**Problem requirements**
Would you copy out each line of the records below that includes the word "cloud"?

**Collected data entries**
[Start of Attachment]
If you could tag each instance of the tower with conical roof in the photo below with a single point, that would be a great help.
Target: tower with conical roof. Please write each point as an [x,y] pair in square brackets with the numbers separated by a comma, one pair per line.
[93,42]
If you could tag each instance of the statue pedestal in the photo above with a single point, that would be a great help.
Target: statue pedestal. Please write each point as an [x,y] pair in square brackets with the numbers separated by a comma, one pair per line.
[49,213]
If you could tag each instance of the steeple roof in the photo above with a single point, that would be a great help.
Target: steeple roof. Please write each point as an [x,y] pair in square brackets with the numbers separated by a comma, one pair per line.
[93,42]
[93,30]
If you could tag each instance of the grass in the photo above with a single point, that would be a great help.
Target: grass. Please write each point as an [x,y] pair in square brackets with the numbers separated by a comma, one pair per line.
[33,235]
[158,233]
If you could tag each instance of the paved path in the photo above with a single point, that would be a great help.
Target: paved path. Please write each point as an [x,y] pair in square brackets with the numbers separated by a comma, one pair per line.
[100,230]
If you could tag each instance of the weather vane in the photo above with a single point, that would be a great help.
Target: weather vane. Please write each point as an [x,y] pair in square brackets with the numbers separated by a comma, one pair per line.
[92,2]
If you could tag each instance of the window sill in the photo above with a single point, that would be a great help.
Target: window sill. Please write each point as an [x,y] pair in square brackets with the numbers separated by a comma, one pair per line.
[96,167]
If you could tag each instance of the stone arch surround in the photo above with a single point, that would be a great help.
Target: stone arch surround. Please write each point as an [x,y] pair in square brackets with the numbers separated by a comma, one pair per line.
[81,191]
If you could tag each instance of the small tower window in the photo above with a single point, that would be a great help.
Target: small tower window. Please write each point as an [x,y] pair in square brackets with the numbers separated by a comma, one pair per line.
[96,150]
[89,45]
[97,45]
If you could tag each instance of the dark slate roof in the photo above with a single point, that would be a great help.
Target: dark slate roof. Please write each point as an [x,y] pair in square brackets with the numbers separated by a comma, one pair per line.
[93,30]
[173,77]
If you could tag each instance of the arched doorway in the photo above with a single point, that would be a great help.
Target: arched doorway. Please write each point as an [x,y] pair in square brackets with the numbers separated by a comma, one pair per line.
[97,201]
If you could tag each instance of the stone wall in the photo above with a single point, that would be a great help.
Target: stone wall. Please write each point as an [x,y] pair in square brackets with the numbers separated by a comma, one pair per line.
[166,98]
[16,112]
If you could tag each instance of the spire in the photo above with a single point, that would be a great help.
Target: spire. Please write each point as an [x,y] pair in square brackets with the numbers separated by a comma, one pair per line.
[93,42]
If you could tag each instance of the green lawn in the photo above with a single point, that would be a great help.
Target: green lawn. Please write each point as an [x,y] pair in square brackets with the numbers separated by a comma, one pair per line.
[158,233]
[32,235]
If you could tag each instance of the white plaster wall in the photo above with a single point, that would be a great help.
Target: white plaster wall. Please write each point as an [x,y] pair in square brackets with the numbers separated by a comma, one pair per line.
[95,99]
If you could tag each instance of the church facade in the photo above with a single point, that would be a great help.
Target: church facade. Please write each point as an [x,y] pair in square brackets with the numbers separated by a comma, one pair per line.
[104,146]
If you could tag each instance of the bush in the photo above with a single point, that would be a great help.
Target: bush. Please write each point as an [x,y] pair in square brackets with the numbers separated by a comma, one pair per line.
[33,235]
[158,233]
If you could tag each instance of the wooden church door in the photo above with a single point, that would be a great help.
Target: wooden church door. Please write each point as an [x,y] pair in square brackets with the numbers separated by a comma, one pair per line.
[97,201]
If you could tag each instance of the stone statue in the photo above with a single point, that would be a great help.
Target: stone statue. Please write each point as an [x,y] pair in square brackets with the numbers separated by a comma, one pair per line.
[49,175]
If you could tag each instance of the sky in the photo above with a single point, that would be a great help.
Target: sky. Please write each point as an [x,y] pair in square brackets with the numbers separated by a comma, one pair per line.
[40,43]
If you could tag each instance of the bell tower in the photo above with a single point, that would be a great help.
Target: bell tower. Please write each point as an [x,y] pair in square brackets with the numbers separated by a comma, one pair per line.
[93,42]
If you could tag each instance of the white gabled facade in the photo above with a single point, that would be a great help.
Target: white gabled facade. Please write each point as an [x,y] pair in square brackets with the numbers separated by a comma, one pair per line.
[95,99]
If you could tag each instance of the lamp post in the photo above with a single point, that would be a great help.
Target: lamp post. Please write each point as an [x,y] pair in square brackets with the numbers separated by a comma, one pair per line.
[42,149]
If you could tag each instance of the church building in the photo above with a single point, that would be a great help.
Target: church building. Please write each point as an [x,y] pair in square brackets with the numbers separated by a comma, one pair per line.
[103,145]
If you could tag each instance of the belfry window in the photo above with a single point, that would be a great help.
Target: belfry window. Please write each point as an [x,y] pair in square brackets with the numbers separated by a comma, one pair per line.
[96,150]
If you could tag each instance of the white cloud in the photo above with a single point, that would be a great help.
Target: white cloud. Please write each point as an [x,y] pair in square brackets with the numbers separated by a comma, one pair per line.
[End of Attachment]
**Finished task**
If you could tag each instance of the white cloud in the photo above with a single point, that would be a great help.
Target: white cloud. Please write each point as an [x,y] pair in square brackets with the numbers separated by a comma, one pair per line.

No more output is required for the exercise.